--- START ---

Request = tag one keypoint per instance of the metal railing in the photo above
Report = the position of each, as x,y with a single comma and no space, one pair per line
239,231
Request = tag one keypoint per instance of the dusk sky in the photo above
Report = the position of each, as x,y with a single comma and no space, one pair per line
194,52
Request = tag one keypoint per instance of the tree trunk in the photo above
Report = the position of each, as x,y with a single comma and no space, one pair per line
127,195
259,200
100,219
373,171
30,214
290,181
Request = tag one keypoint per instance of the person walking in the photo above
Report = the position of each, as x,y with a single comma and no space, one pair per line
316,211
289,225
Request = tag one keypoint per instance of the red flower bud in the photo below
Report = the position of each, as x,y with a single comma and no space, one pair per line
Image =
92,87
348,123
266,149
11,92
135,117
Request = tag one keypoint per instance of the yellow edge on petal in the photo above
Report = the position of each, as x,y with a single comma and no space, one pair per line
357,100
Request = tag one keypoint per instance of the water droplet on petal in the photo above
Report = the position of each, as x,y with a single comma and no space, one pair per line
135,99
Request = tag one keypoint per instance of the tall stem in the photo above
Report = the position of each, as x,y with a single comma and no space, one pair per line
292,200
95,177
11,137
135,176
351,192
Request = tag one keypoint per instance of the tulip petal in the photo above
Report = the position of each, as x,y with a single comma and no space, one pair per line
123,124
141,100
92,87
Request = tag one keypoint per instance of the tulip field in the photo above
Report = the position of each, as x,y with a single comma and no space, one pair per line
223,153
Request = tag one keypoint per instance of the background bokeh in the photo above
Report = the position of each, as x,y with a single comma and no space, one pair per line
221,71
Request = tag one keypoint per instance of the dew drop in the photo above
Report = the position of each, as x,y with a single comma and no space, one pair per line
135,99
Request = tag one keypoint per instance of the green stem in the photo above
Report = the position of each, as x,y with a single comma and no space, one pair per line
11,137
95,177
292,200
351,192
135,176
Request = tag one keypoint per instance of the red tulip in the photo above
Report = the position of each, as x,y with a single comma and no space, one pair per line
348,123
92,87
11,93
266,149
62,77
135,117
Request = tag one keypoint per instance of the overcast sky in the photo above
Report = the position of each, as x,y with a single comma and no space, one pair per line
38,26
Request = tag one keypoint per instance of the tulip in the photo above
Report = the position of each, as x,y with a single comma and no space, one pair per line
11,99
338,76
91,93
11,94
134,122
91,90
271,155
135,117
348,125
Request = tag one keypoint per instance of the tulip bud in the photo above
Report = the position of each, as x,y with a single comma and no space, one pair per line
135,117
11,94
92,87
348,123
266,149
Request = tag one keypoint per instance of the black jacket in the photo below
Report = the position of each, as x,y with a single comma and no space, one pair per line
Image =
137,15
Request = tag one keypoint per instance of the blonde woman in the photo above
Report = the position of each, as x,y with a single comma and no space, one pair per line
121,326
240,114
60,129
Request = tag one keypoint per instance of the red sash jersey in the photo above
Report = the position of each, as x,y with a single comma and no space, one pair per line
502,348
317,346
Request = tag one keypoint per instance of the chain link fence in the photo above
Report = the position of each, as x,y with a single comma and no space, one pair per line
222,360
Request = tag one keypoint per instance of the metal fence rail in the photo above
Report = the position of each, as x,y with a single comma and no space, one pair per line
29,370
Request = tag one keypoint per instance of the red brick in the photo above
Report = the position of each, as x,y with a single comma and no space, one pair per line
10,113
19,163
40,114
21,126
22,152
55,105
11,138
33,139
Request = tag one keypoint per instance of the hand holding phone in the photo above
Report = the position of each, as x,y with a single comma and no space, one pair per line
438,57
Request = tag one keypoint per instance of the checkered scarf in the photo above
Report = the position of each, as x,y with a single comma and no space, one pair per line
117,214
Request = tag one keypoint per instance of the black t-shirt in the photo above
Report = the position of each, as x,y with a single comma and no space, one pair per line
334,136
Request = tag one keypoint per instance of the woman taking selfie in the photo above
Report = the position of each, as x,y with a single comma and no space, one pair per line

--- END ---

| BRIEF |
Scan the records for the string "petal". Copy each line in which it appears.

| EXERCISE RESULT |
Request = tag one keypoint per instance of the yellow edge on petal in the photo above
Request = tag one keypoint per instance of the water droplet on petal in the photo above
Request = tag one keypoint per instance of the tulip petal in the photo above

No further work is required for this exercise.